▶ [DO THIS]
Please locate every line in the listing that contains the string "sign" and copy each of those lines. Case counts.

▶ [DATASET EXCERPTS]
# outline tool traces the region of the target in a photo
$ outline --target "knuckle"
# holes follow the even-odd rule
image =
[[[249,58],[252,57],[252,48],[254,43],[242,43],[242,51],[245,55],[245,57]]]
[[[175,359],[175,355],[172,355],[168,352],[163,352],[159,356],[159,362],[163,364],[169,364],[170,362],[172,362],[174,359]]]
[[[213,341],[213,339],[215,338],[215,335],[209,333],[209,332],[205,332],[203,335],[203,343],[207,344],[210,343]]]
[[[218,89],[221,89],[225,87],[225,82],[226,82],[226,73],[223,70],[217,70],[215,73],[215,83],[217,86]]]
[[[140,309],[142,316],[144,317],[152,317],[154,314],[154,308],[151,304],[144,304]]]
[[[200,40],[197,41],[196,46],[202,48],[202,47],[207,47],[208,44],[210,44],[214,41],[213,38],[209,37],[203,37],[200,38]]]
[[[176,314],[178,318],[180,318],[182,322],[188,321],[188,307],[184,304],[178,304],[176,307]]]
==
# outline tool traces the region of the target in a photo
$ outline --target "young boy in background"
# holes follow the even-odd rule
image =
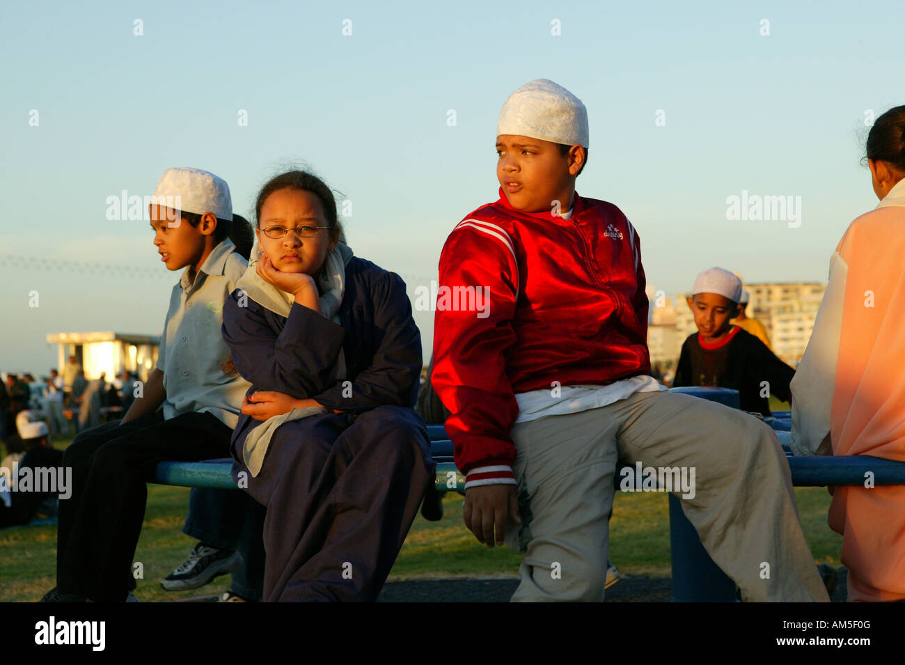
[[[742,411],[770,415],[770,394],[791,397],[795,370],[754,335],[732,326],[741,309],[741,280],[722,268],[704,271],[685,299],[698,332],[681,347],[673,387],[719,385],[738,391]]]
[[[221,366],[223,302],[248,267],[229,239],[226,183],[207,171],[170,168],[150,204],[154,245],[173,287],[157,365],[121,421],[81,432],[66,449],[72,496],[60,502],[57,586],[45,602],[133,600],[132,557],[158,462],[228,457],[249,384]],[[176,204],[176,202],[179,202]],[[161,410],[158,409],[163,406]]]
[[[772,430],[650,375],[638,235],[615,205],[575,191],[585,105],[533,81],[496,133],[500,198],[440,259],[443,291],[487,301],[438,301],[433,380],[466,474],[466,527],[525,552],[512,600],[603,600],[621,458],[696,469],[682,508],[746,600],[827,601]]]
==
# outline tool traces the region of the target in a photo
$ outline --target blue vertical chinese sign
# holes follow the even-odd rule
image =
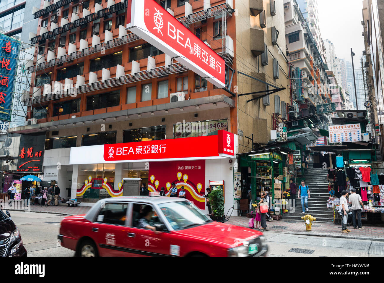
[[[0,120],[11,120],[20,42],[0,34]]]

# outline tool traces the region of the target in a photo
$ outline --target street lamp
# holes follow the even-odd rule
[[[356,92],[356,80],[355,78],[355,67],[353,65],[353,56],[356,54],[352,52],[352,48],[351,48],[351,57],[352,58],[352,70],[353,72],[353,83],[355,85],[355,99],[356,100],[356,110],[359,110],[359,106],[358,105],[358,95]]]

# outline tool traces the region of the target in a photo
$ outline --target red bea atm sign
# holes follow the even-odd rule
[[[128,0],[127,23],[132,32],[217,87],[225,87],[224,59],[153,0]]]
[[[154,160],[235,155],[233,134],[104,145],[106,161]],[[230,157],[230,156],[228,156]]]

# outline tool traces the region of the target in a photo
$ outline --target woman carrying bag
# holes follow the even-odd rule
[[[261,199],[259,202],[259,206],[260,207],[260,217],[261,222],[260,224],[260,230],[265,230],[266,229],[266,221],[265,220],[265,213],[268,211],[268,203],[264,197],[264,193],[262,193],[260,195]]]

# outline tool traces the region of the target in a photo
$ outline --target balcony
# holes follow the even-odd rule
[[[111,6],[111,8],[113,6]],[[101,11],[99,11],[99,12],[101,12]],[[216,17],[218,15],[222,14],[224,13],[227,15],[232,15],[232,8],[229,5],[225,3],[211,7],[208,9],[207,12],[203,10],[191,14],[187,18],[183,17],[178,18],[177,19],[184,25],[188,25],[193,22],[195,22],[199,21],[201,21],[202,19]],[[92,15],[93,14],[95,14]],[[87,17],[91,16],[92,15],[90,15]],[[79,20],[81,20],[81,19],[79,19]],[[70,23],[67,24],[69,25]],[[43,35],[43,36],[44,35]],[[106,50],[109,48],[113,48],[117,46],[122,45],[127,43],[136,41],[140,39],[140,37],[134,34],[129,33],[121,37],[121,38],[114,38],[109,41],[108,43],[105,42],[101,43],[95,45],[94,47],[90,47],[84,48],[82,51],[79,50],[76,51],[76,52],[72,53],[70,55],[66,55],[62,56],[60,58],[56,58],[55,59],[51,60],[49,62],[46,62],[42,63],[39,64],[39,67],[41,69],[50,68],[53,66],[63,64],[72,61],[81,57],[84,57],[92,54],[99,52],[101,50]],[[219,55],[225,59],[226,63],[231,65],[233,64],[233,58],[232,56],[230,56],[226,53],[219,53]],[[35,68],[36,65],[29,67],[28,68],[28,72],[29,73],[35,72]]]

▶ [WORKED SOLUTION]
$ outline --target blue vertical chinese sign
$ outline --target red bea atm sign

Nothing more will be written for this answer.